List each line below that contains the word "white".
╔══
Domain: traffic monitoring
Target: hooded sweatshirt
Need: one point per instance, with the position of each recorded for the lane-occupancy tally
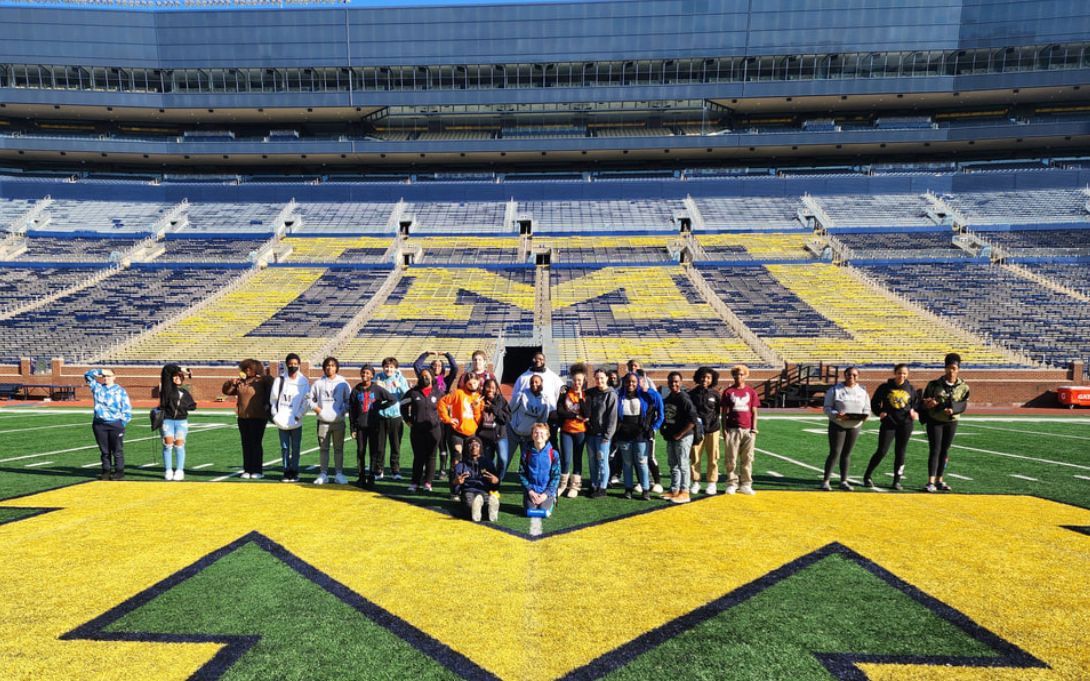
(540, 470)
(330, 394)
(895, 401)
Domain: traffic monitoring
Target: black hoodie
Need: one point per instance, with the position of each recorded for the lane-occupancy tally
(896, 401)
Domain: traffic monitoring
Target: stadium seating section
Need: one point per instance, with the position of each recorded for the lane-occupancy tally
(615, 287)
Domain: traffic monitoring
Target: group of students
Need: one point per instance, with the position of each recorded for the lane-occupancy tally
(548, 424)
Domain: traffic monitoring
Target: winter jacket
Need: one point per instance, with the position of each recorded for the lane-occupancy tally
(528, 409)
(540, 470)
(443, 382)
(253, 396)
(844, 400)
(290, 396)
(602, 413)
(679, 415)
(651, 411)
(397, 386)
(494, 420)
(364, 405)
(461, 406)
(709, 404)
(330, 394)
(895, 401)
(421, 410)
(476, 481)
(955, 398)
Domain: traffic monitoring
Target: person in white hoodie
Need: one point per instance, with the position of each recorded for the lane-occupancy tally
(329, 401)
(847, 406)
(289, 400)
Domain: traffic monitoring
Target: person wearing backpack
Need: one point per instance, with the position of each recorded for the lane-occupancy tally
(679, 430)
(289, 402)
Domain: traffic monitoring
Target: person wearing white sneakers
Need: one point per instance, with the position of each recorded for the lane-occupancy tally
(289, 401)
(329, 400)
(176, 404)
(739, 425)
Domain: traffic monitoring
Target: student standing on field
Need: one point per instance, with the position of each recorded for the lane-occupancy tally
(895, 404)
(739, 425)
(847, 406)
(290, 398)
(176, 404)
(944, 400)
(329, 401)
(390, 425)
(112, 413)
(252, 392)
(705, 398)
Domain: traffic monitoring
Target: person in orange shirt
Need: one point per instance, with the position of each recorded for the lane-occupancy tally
(461, 410)
(571, 412)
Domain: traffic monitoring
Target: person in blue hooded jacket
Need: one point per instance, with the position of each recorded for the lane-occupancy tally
(639, 415)
(540, 471)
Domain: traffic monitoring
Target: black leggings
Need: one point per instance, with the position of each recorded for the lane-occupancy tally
(840, 441)
(892, 433)
(424, 441)
(940, 438)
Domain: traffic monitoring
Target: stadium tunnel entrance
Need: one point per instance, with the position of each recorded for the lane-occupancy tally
(516, 361)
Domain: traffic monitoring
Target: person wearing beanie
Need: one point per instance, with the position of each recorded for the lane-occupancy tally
(944, 400)
(475, 482)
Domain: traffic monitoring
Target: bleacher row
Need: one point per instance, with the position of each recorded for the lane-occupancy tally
(710, 214)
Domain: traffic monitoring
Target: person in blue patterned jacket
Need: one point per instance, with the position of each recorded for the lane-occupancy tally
(112, 413)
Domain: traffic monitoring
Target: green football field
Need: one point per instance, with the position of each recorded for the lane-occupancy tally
(813, 617)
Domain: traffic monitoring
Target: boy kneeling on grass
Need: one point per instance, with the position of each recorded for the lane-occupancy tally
(540, 473)
(475, 482)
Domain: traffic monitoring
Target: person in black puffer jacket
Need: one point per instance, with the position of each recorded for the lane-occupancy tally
(176, 404)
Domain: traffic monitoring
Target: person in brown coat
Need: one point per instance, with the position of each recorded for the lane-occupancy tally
(252, 389)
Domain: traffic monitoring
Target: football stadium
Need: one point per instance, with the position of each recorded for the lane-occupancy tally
(437, 339)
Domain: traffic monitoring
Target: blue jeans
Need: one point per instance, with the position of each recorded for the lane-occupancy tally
(597, 451)
(290, 444)
(634, 452)
(571, 451)
(497, 453)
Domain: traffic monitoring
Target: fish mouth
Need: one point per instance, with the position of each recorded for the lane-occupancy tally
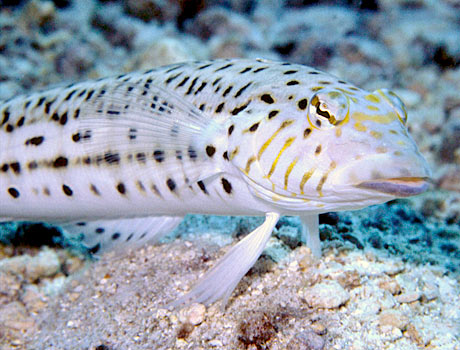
(399, 187)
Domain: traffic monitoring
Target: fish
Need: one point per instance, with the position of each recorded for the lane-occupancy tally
(117, 162)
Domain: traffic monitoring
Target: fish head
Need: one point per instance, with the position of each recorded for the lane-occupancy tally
(331, 148)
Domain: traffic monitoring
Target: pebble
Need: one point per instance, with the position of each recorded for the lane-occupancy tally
(14, 316)
(394, 318)
(194, 314)
(390, 285)
(164, 51)
(408, 297)
(44, 264)
(327, 295)
(306, 340)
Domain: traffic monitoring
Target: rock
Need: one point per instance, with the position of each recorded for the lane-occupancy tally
(164, 51)
(329, 294)
(390, 285)
(408, 297)
(393, 318)
(306, 340)
(193, 315)
(15, 317)
(147, 10)
(44, 264)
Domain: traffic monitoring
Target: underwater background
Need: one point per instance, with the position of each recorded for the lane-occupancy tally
(389, 275)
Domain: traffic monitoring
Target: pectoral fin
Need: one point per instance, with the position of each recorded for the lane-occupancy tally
(221, 280)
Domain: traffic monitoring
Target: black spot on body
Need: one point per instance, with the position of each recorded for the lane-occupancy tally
(227, 91)
(140, 157)
(318, 150)
(67, 190)
(95, 249)
(202, 187)
(35, 141)
(90, 94)
(302, 104)
(112, 158)
(32, 165)
(240, 91)
(20, 122)
(224, 67)
(40, 101)
(13, 192)
(171, 185)
(121, 188)
(171, 78)
(6, 117)
(267, 98)
(182, 83)
(94, 189)
(192, 153)
(254, 127)
(76, 137)
(190, 89)
(260, 69)
(202, 86)
(210, 150)
(239, 109)
(48, 106)
(132, 135)
(220, 107)
(69, 95)
(60, 162)
(159, 155)
(226, 185)
(272, 114)
(16, 167)
(215, 82)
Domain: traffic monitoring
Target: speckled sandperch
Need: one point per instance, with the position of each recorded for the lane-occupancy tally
(125, 158)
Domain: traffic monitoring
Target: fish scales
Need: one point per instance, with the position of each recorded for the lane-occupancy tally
(125, 158)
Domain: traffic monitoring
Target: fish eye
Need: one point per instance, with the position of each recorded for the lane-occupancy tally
(327, 109)
(396, 103)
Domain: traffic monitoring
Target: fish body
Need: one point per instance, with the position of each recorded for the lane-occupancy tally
(226, 137)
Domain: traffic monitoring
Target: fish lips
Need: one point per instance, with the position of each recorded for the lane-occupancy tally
(398, 187)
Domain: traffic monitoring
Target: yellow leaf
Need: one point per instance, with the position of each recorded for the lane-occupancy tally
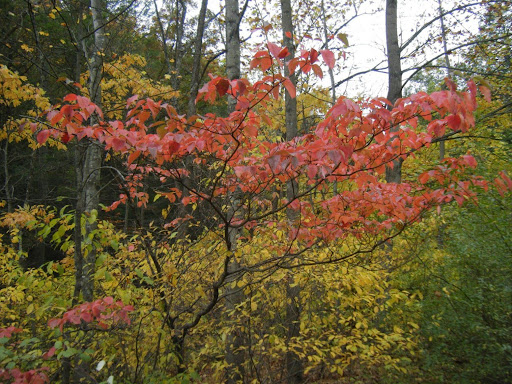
(26, 48)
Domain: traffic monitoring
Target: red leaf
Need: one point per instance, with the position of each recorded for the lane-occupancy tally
(290, 88)
(328, 57)
(318, 71)
(283, 53)
(131, 100)
(43, 136)
(274, 49)
(70, 97)
(424, 177)
(133, 156)
(118, 144)
(222, 87)
(313, 56)
(486, 92)
(50, 353)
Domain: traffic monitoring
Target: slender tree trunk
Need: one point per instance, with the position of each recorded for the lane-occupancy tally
(234, 296)
(163, 37)
(196, 66)
(448, 67)
(393, 173)
(294, 368)
(90, 194)
(7, 186)
(181, 12)
(330, 72)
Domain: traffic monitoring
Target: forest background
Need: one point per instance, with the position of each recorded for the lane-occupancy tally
(190, 196)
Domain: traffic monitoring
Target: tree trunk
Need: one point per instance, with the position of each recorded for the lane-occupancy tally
(234, 296)
(394, 172)
(448, 67)
(196, 66)
(294, 368)
(90, 164)
(163, 36)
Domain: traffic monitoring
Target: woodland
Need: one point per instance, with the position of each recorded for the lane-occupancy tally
(209, 192)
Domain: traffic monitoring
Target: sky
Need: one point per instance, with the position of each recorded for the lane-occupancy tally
(366, 35)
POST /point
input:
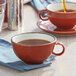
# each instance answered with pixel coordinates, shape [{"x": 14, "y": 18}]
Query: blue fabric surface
[
  {"x": 9, "y": 59},
  {"x": 41, "y": 4}
]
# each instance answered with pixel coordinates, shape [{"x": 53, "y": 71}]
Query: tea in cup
[
  {"x": 34, "y": 48},
  {"x": 56, "y": 15}
]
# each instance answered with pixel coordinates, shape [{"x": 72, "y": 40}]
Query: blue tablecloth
[{"x": 9, "y": 59}]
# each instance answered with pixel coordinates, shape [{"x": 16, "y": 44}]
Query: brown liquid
[
  {"x": 33, "y": 42},
  {"x": 64, "y": 5},
  {"x": 67, "y": 10}
]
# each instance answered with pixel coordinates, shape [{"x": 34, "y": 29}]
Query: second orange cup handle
[
  {"x": 40, "y": 15},
  {"x": 58, "y": 54}
]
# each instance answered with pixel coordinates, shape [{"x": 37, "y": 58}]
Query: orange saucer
[{"x": 51, "y": 28}]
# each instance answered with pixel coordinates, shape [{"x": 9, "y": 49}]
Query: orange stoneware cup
[
  {"x": 62, "y": 20},
  {"x": 35, "y": 54}
]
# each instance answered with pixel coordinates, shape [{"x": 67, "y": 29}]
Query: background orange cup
[
  {"x": 63, "y": 20},
  {"x": 35, "y": 54}
]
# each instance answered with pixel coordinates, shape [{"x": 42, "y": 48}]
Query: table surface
[{"x": 64, "y": 65}]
╚══
» **SOLVED EXERCISE**:
Target: person in white hoodie
Target: person wearing white sneakers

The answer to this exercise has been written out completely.